THE REQUEST
Extract every line starting at the line that contains "Where in the photo above can the chandelier" and ending with the final line of the data, inclusive; give only those lines, word for word.

#####

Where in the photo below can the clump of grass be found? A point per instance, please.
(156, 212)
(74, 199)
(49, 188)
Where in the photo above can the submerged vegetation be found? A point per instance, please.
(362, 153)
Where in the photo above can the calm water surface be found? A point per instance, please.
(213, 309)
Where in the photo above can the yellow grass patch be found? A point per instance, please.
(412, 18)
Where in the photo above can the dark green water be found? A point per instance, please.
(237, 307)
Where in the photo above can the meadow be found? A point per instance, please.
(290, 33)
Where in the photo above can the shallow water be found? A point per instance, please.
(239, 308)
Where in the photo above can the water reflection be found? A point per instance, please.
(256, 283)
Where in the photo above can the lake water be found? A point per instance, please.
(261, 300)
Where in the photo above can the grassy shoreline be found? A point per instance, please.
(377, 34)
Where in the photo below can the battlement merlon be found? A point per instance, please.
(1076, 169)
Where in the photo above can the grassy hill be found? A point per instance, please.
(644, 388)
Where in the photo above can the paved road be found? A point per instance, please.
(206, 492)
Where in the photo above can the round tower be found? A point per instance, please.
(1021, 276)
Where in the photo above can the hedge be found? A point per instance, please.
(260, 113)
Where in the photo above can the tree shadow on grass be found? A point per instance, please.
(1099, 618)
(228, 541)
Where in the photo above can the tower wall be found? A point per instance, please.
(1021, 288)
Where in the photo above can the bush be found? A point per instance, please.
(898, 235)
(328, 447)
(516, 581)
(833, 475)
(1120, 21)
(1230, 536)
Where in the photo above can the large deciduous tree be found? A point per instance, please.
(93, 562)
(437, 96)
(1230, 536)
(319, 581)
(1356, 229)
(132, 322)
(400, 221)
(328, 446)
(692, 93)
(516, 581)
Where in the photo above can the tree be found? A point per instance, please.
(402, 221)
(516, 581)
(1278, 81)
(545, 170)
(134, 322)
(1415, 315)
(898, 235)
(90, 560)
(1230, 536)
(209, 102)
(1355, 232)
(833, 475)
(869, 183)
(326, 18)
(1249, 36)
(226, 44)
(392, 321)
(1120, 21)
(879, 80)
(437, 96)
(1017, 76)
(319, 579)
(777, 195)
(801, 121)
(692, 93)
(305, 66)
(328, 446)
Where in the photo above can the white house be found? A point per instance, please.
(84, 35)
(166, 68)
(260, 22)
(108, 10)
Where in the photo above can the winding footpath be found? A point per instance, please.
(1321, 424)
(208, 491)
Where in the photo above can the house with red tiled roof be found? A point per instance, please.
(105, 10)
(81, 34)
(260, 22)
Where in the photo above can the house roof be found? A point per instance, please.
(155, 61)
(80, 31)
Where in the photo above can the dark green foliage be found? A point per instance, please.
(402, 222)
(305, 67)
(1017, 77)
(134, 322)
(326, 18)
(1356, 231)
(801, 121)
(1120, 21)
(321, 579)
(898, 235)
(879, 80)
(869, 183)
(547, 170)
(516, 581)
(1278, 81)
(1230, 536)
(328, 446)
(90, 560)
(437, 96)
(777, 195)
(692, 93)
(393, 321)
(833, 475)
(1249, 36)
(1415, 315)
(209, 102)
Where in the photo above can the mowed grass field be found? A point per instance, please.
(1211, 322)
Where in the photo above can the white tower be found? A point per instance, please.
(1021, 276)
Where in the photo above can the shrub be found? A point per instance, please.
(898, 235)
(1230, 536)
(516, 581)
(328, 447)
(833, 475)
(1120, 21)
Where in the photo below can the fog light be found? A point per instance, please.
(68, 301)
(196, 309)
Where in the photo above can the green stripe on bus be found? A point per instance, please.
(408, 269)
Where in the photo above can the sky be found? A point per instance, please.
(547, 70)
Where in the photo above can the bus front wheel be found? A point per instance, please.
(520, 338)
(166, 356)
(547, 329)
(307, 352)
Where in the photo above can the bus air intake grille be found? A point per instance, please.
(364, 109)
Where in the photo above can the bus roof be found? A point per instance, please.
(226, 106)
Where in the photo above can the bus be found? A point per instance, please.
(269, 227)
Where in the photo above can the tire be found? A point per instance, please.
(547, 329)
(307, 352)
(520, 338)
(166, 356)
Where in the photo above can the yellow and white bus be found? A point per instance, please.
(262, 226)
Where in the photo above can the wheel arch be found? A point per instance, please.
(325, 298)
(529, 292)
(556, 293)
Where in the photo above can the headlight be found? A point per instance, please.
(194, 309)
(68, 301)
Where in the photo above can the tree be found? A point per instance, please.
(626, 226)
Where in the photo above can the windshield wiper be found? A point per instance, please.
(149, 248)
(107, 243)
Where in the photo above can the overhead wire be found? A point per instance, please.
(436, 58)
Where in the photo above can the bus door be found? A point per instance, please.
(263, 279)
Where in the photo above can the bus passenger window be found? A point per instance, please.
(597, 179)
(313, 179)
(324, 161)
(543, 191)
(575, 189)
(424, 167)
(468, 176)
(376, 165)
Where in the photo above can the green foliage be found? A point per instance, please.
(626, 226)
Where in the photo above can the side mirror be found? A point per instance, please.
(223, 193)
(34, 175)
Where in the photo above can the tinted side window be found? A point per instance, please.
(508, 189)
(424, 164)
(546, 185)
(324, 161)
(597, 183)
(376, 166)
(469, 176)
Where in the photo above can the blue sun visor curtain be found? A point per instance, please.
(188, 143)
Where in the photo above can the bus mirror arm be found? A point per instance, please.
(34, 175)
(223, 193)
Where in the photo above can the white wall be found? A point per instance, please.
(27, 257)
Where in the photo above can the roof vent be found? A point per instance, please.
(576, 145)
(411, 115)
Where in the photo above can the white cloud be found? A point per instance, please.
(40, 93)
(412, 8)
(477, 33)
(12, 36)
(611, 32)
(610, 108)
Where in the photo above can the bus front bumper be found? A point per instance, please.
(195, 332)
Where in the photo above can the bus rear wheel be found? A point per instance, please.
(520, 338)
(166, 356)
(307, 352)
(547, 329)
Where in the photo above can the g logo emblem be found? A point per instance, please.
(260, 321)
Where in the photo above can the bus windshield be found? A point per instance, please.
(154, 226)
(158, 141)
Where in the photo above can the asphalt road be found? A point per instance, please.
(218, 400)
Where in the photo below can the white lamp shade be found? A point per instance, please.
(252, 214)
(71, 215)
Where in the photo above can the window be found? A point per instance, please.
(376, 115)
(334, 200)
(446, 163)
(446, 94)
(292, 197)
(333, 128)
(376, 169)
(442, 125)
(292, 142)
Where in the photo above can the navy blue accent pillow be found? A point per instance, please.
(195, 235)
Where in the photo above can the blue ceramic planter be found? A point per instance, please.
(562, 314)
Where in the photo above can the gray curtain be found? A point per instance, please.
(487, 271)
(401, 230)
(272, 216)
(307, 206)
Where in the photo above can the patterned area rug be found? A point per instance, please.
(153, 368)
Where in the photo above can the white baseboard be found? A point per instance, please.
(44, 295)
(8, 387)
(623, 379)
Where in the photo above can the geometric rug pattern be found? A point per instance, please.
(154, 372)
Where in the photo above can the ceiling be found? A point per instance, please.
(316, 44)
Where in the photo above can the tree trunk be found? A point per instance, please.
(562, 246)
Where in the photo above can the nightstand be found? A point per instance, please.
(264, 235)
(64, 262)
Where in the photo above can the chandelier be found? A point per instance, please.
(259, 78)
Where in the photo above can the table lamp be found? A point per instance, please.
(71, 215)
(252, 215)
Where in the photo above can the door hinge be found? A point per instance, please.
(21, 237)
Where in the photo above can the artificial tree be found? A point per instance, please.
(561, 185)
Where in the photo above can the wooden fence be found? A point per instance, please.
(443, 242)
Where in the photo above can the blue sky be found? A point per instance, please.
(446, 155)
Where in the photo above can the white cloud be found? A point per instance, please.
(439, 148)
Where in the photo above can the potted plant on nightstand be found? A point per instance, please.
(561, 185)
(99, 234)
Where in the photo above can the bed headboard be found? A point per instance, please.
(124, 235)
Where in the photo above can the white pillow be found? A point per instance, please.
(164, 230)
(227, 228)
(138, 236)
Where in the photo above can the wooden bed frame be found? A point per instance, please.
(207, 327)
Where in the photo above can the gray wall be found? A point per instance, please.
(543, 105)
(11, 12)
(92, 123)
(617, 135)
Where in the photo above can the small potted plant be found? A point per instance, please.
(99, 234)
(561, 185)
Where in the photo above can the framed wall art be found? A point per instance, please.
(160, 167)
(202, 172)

#####

EXERCISE RESPONSE
Where in the photo above can the chandelier be found? A point per instance, please.
(259, 78)
Where in the photo above can the table lamp be found? A point per instance, please.
(71, 215)
(252, 215)
Where in the photo above can the door hinge be found? A point per instance, please.
(21, 237)
Where in the photo above can the artificial tree be found? A point per instance, please.
(561, 185)
Where in the photo above can the wooden fence be found? A point per instance, please.
(443, 242)
Where in the photo above can the blue sky be found? A point per instance, please.
(446, 155)
Where in the photo above can the white cloud be found? A point per instance, please.
(439, 148)
Where in the photo above can the potted plant on nightstand be found? A point per instance, please.
(561, 185)
(99, 234)
Where in the photo above can the bed headboard be found? A point per instance, please.
(124, 235)
Where in the photo above can the white pillow be found? A point per instance, please.
(164, 230)
(227, 228)
(138, 236)
Where in the photo above can the wooden bed frame be found? A point per instance, please.
(207, 327)
Where in the photo above can the gray wall be found? A point per instance, please.
(543, 105)
(11, 12)
(92, 123)
(617, 135)
Where in the photo above can the small potted plant be found? A point per instance, please.
(99, 234)
(561, 185)
Where in the photo above can the framed wall art be found? A point per instance, please.
(160, 167)
(202, 172)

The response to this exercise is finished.